[Entries from a point annotation set]
----------

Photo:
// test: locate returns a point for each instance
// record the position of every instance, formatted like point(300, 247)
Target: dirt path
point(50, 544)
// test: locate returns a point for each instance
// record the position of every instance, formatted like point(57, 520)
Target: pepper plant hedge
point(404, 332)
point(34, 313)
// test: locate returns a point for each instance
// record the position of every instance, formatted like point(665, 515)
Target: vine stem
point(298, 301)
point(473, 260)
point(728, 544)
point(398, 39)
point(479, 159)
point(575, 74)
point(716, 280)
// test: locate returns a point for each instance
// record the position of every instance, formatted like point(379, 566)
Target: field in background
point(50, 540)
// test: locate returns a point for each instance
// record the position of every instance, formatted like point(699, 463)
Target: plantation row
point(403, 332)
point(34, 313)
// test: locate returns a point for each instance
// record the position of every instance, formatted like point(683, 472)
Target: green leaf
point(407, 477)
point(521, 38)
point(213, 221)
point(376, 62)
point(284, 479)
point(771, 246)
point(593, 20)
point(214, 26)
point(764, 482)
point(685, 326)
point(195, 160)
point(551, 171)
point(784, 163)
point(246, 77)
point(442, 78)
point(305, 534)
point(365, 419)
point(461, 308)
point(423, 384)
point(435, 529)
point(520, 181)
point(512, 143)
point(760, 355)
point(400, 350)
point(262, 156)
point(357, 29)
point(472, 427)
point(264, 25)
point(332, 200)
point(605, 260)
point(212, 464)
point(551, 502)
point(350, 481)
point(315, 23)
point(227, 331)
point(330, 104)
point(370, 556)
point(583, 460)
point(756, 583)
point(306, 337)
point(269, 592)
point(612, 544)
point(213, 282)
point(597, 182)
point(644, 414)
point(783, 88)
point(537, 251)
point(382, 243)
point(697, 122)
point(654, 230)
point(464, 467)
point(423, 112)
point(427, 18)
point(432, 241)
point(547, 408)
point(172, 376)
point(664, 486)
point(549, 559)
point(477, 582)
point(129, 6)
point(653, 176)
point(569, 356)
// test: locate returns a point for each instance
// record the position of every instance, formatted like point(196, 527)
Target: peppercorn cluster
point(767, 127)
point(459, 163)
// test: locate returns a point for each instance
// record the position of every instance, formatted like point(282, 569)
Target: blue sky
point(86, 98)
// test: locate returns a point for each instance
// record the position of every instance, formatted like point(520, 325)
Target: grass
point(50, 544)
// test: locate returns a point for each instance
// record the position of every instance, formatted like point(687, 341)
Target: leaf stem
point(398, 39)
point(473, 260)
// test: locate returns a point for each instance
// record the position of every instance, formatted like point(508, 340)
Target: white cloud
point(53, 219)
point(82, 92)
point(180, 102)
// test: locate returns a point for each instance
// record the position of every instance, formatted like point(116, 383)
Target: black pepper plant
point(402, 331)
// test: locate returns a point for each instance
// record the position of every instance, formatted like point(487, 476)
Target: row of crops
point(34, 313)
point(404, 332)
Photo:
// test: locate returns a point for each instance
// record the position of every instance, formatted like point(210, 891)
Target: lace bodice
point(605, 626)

----------

YOUR TASK: Can you reproduce every line above word for word, leaving nothing out and changing nothing?

TASK RESPONSE:
Photo:
// test: locate returns a point for each instance
// record the position of every instance, formatted like point(300, 247)
Target: dirt path
point(50, 544)
// test: locate returns a point for each instance
// record the position of every instance, formatted like point(57, 520)
Target: pepper plant hedge
point(404, 332)
point(34, 313)
// test: locate returns a point for each instance
// record the position of every instance, formatted like point(665, 515)
Target: vine stem
point(298, 301)
point(473, 260)
point(728, 544)
point(398, 39)
point(479, 159)
point(575, 74)
point(716, 280)
// test: locate returns a point for each instance
// record the position of every instance, formatted like point(379, 566)
Target: field in background
point(50, 540)
// test: locate returns a point for each instance
// record the position of every instance, formatted like point(699, 463)
Target: plantation row
point(403, 332)
point(34, 313)
// test: locate returns a point for each instance
// record the position of every instance, formatted like point(683, 472)
Target: green leaf
point(407, 477)
point(521, 38)
point(213, 221)
point(376, 62)
point(284, 479)
point(771, 246)
point(593, 20)
point(214, 26)
point(764, 482)
point(685, 326)
point(195, 160)
point(551, 171)
point(784, 163)
point(246, 77)
point(442, 78)
point(305, 534)
point(365, 419)
point(461, 308)
point(423, 384)
point(435, 529)
point(520, 181)
point(512, 143)
point(760, 355)
point(400, 350)
point(262, 156)
point(357, 29)
point(472, 427)
point(264, 25)
point(332, 200)
point(605, 260)
point(212, 464)
point(551, 502)
point(350, 481)
point(315, 23)
point(227, 331)
point(330, 104)
point(370, 556)
point(583, 460)
point(756, 583)
point(306, 337)
point(269, 592)
point(612, 544)
point(213, 282)
point(597, 182)
point(644, 414)
point(783, 88)
point(537, 251)
point(382, 243)
point(697, 122)
point(654, 230)
point(464, 467)
point(423, 112)
point(427, 18)
point(432, 241)
point(547, 408)
point(172, 376)
point(664, 486)
point(549, 559)
point(477, 582)
point(129, 6)
point(653, 176)
point(569, 356)
// test: locate returns a point for each instance
// record the position of every instance, formatted like point(196, 527)
Target: peppercorn cluster
point(767, 127)
point(459, 163)
// test: locate returns a point for each instance
// record the position of every instance, formatted like point(282, 569)
Target: blue sky
point(86, 98)
// test: locate returns a point for each instance
// record the position of every instance, formatted like point(520, 325)
Target: grass
point(50, 544)
// test: locate returns a point for each instance
// record the position of every instance, formatted like point(687, 341)
Target: leaf stem
point(398, 39)
point(473, 260)
// test: locate returns a point for each instance
// record the position of every instance, formatted like point(508, 340)
Target: white cloud
point(53, 219)
point(82, 92)
point(180, 102)
// test: locate returns a point for each instance
// record the position of every instance, formatted like point(116, 383)
Target: black pepper plant
point(402, 331)
// test: locate returns a point for each instance
// record the position of every instance, formatted like point(487, 476)
Target: row of crops
point(34, 313)
point(404, 332)
Photo:
// test: locate returns a point for each instance
// record the position of every instance, formatted like point(210, 891)
Target: lace bodice
point(605, 626)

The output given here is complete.